_WHAT YOU NEED TO DO_
Reproduce every item below word for word, keeping each line as it stands.

_MATERIAL PROVIDED_

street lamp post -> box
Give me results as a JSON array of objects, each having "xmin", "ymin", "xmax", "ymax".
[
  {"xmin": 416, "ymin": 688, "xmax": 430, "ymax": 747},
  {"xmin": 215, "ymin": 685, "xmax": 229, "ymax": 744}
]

_ANSWER TO THE EXERCISE_
street lamp post -> box
Give me results as a JSON array of objects, each having "xmin", "ymin", "xmax", "ymax".
[
  {"xmin": 416, "ymin": 688, "xmax": 430, "ymax": 747},
  {"xmin": 215, "ymin": 685, "xmax": 229, "ymax": 744}
]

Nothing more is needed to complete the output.